• STATED PROBLEM: Render the stretch of lines from the one containing "Can you find the distant" through the one containing "pixel 24 35" as a JSON list of strings, with one string per line and blank lines omitted.

[Location identification entries]
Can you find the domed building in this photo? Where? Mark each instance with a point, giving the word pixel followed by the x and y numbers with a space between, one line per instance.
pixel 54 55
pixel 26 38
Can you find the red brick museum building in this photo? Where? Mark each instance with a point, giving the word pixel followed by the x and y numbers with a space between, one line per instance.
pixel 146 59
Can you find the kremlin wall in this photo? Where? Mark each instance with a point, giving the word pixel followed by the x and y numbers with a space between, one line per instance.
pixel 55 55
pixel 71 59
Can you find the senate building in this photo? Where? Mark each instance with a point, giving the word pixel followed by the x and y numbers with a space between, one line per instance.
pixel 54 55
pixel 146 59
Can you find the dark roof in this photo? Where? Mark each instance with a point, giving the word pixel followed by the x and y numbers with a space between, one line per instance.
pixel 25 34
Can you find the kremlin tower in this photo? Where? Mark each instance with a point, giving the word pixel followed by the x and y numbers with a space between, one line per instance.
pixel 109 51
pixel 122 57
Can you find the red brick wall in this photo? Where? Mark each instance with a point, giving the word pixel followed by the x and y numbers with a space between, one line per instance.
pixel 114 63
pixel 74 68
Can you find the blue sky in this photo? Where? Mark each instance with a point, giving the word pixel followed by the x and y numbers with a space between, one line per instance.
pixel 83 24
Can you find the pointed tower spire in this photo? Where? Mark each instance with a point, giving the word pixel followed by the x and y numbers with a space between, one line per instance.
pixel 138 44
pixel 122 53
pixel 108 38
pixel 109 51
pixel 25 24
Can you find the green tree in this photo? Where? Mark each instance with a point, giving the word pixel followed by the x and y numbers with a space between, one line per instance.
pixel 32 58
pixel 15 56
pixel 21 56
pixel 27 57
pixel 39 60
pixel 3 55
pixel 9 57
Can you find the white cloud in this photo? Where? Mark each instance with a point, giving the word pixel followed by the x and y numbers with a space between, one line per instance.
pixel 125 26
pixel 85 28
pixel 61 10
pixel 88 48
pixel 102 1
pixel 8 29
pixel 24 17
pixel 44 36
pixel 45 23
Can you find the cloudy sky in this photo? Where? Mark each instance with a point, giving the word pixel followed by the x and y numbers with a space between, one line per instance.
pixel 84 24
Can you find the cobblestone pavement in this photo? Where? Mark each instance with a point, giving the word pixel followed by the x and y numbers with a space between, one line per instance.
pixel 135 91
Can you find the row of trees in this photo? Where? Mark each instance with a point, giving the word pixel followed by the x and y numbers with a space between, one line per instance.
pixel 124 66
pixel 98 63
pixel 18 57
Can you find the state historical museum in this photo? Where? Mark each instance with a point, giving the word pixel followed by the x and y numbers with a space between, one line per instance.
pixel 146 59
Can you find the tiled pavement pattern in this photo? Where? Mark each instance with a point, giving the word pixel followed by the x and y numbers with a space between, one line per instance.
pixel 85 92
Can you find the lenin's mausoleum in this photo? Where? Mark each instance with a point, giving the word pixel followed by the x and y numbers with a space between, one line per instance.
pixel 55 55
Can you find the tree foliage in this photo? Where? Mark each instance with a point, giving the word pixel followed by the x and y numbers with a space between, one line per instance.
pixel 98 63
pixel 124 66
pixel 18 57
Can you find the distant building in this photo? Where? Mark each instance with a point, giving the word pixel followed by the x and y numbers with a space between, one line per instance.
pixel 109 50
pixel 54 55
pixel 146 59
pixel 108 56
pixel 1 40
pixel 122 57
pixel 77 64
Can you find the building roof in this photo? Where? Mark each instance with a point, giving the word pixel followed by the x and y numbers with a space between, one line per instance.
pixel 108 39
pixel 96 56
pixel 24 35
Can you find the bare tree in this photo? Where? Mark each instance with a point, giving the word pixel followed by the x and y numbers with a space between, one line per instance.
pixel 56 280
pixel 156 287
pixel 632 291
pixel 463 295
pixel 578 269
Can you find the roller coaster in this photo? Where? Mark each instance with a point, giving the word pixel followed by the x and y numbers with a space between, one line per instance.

• TASK OUTPUT:
[
  "Can you find the distant building in this photo? Where? Mark each instance with a point, giving the word pixel followed by the x and y numbers with a space between, one line per instance.",
  "pixel 109 50",
  "pixel 54 55",
  "pixel 146 59",
  "pixel 108 56",
  "pixel 1 40",
  "pixel 122 57",
  "pixel 77 64",
  "Can you find the building roof in this photo? Where? Mark each instance with a point, giving the word pixel followed by the x and y numbers with a space between, one line per instance.",
  "pixel 108 39",
  "pixel 96 56",
  "pixel 24 35"
]